EXERCISE INPUT =>
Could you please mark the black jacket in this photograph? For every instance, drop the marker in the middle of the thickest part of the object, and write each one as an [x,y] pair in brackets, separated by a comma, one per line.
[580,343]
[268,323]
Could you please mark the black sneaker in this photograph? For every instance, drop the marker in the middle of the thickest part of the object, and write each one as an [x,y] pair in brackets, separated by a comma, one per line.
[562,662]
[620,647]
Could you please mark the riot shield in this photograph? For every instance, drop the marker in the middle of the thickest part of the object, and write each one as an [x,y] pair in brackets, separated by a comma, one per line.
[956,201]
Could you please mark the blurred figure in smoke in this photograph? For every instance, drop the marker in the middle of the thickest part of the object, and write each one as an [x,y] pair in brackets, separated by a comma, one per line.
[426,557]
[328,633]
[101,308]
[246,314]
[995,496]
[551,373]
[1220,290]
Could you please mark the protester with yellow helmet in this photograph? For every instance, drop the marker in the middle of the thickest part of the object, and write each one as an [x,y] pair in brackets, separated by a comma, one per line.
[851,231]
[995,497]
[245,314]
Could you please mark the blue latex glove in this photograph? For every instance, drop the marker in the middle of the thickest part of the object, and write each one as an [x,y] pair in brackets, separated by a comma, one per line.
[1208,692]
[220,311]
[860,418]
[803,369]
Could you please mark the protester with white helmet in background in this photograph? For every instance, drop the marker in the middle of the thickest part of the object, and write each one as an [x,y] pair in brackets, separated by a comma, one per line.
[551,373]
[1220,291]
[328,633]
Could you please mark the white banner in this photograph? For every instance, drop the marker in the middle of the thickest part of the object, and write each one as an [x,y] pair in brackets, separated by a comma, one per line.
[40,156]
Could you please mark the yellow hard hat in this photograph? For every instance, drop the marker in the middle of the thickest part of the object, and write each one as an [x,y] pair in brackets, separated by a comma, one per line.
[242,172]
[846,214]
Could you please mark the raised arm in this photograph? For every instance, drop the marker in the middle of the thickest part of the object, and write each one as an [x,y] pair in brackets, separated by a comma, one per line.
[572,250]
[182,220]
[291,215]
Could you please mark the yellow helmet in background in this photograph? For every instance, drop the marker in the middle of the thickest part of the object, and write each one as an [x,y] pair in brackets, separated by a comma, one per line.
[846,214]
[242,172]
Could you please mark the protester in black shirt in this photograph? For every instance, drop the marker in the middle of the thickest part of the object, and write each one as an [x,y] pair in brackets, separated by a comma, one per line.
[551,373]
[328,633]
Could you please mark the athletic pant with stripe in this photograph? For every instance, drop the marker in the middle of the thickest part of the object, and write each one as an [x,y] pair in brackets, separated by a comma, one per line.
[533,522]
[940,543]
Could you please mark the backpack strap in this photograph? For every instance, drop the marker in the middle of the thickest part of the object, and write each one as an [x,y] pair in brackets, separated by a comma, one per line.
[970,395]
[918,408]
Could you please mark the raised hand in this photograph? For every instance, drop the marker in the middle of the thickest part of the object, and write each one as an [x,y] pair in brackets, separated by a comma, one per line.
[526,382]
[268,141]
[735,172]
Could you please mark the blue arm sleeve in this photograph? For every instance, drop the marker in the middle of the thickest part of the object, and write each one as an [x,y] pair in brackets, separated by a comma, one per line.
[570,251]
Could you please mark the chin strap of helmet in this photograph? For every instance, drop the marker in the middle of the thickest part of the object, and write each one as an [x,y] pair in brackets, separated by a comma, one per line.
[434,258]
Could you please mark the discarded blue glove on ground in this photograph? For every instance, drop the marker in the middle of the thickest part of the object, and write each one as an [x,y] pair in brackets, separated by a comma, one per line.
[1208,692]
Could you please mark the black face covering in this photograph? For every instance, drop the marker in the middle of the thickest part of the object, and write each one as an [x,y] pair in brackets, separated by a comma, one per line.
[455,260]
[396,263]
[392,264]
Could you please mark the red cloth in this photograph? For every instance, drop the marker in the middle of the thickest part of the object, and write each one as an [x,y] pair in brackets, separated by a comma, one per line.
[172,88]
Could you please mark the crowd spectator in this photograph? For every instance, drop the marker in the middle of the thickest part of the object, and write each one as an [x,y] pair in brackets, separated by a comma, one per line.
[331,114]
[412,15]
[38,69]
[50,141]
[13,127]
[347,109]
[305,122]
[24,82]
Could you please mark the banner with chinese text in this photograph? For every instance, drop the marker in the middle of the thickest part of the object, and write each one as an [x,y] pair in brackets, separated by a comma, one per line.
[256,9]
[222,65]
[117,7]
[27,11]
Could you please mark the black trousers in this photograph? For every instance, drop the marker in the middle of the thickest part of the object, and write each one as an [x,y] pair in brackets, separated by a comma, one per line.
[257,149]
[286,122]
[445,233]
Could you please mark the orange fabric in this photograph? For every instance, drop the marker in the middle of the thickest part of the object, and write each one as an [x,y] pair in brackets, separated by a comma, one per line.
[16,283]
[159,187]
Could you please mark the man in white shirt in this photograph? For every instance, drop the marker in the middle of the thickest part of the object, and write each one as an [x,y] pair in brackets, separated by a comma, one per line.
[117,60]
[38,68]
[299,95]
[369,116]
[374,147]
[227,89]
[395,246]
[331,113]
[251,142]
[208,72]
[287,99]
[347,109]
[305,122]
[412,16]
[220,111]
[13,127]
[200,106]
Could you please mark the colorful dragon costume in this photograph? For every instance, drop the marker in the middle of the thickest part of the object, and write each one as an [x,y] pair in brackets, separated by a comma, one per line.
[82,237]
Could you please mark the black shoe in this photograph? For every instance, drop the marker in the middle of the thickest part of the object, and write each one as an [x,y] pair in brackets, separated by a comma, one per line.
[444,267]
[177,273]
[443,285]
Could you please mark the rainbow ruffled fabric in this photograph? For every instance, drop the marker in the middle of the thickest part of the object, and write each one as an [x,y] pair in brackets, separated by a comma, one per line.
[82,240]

PROBLEM STATEMENT =>
Reproduce all the data word for word.

WRITTEN RESPONSE =>
Could you please mark the black jacket in this photograph? For every instance, drop the marker in the middle of the thickest part of the object, and write each one as an [x,y] pair in brackets, separated by a comma, one per line.
[580,343]
[268,323]
Could you please mark the black sneaker in this photograph? For every instance, drop the marker in the middle of the thickest part of the object, and write each one as an [x,y] pair in brackets, separated by a comma, one per line.
[562,662]
[620,647]
Could you please mark the riot shield in this photograph? For every instance, drop the marker in the middle of the thickest part of the object, and write each one as an [x,y] pair in brackets, separated by a comma, one per line.
[956,201]
Could you please mark the blurred figure in smoke in this photograph? For every instance, drop the marker in the middle of the thickest part of the object, and write each one as an [x,y] pair in brackets, separated by a comma, one per line.
[426,557]
[328,633]
[101,308]
[246,314]
[995,496]
[551,373]
[1220,290]
Could you please mark the protester with yellow helmet in this photograph? For every instance, drop the marker in the middle of the thickest part of the object, and write each one as an [x,y] pair in brackets, separated by a comma, one per line.
[851,231]
[995,497]
[245,314]
Could you please mark the blue latex glove in this photograph? For every instance, drop the marker in the middle of the thickest part of the object, and write each one as an [x,y] pair in brackets, separated by a comma, one per line.
[1208,692]
[220,311]
[860,418]
[803,369]
Could you please mark the protester with white helmet in background in this photograph? For every instance, drop the marker in the middle of the thickest part of the object, and write each one as an [x,y] pair in brackets, separated by a comma, one per line.
[551,373]
[1220,291]
[328,633]
Could you please mark the white banner in this photograph? For every instance, drop the marker in the middle of the thickest part of the object, and write each one as an [x,y] pair in brackets, separated by a comma, one per line.
[40,156]
Could you please mark the yellow hard hat in this photograph? For every instance, drop the marker in the middle of the thickest part of the object, and write each one as an [x,y] pair in brackets, separated by a comma, one per line.
[242,172]
[846,214]
Could you please mark the raised arm in this photograph? For every instance, drop the marker in the middle of the thickest part of the object, and write each one as an [x,y] pair in brackets, separated by a comma, one per line.
[572,250]
[182,220]
[291,215]
Could you please mark the yellow helmet in background in this photograph? For every instance, drop the marker in the middle of the thickest part of the object, and write each one as an [x,y] pair in brackets, separated by a comma, one per line.
[846,214]
[242,172]
Could you please mark the protester in black shirt in this photograph? For every instance, drop the marker in the middle of the thickest part of the object, and write each one as an [x,y] pair in brackets, separated by a comma, one per line.
[551,373]
[328,633]
Could you please mark the athletic pant with stripe in this photograph? For every instance, drop the marker in the middle of the thickest part of the object, and write each one as an [x,y] pair in brackets, separated by a comma, one per line.
[533,522]
[940,543]
Could you please mark the backpack strap in this photograph? For every instance, drop the marker in the middle of the thickest part of the object, and write each one as an [x,y] pair in brackets, separated by a comma, one per line.
[970,395]
[918,408]
Could you please mark the raised hand in this photograph? For every instance, drop the marker in the middle of the thickest part of the object, and write each one as an [x,y] pair in brackets, separated by a comma, one per line.
[526,382]
[268,141]
[735,172]
Could you please mark the blue arm sleeve in this photograph? For every instance, drop the marker in the middle of the thickest part of the object, and write each one as an [x,y] pair in brackets, separated by a comma, one per line.
[570,251]
Could you please mark the chin strap of helmet in this photograph? For every instance, drop the marker in the middle of the thickest part of the object, and write each one as an [x,y] pair in brackets, separated by a comma, one per line.
[434,258]
Could you please mark the discarded blue glove on ground in this photograph? For every instance, drop the marker in the middle of the thickest part of the object, and write each one as an [x,y] pair in brackets, separated by a comma, one per line.
[1208,692]
Could you please mark the black face covering in this photograph? For every instance, drop the marker in the middle of the thickest part of the object, and write each one as an [x,y] pair in brackets, separated by a comma, one per line.
[455,260]
[396,263]
[392,264]
Could you please mark the red cloth in this photograph? For every instance, drop the marker in the middle of the thickest part of the object, and write each one as an [x,y] pair in brackets, separated by a comma, one per line.
[172,88]
Could you please mark the crowd spectator in this photograph? For every instance, drop the marker in the middle of the thickest part of the object, and write each one as an [x,y] pair in brackets, separated by a comma, one per line.
[331,114]
[412,15]
[38,69]
[50,141]
[13,127]
[347,109]
[305,122]
[24,82]
Could you please mark the banner with chinese text in this photograph? For every instance, drop the marker in the middle of the thickest part of the object, and write each one as an [x,y] pair in brackets, separated by a comma, one per line.
[256,9]
[222,65]
[117,7]
[27,11]
Could you please mark the black trousers in this photograph? For every instance, drop the marker in the middle of the thickest part of the object, and write each one as an [x,y] pair in brackets, separated by a comma, one per line.
[257,149]
[286,122]
[445,233]
Could you please mark the orange fabric in this photograph? For every instance, drop the marker in the middle of the thickest part of the object, and write each one as an [x,y] pair in brackets, separated by a comma, one per line.
[16,283]
[159,187]
Could you please mark the man in white shirt in this photograph? For every instance, drop the marker in the middle of the thickest part of the object, and write each one as an [x,y] pair in brackets, separated by a comma, one per line.
[117,60]
[38,68]
[299,95]
[369,116]
[374,147]
[227,89]
[395,246]
[331,113]
[251,142]
[208,72]
[287,99]
[347,109]
[305,122]
[412,16]
[220,111]
[13,127]
[200,106]
Could you please mark the colorful dragon costume in this photograph? For every instance, drop the marker in the middle of the thickest part of the object, and write each one as an [x,y] pair in brackets, separated by a comma, one per line.
[82,237]
Could you please mark the black shoe in this photograph? For every instance, drop the marker in the middle of the thickest part of the object, and write each one as an [x,y] pair in brackets, separated by a comma, one per line.
[444,267]
[177,273]
[443,285]
Could you please mark the rainbow ruffled fabric in this photograph? For every instance, drop the marker in the middle of the thickest part of the object, and write each one as an [x,y] pair in brackets, separated by a comma, one per line.
[82,240]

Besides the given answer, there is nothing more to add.